### Stored data
---

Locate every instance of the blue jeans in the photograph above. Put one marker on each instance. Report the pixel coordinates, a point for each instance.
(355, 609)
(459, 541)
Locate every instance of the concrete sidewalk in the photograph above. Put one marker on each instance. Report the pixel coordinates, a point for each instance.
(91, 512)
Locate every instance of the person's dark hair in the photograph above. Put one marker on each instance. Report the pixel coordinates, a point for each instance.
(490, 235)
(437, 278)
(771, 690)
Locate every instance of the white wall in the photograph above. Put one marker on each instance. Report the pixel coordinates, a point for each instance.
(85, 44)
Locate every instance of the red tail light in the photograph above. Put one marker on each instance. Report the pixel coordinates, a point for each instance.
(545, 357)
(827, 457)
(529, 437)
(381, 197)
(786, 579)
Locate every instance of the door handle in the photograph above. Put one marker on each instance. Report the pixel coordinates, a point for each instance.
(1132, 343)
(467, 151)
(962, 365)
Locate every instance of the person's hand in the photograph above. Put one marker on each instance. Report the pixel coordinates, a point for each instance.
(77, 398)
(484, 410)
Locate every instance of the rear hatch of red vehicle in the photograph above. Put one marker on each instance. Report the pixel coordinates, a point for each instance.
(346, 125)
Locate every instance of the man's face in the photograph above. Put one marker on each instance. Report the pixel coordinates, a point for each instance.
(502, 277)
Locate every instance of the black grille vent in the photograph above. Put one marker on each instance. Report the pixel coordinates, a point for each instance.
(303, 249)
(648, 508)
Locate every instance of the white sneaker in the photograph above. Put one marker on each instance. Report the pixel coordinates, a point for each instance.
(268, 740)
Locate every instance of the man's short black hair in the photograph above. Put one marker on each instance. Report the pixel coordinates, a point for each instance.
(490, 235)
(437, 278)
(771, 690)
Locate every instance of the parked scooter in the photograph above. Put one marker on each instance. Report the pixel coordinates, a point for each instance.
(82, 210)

---

### Given exercise
Rewrite the entries from the line with "Locate every instance of the man's short" through the end of the entries, replacing "parked scooter" with "parked motorcycle" and changing nothing else.

### Reply
Locate every instance of the man's short black hair in the photograph above. Put one marker on each instance. Report the pixel coordinates, a point for each instance.
(490, 235)
(437, 278)
(771, 690)
Locate every instance of the parked motorcycle in the photograph above. Put one marker on each instance. Report the pixel coordinates, a point for each instance.
(82, 210)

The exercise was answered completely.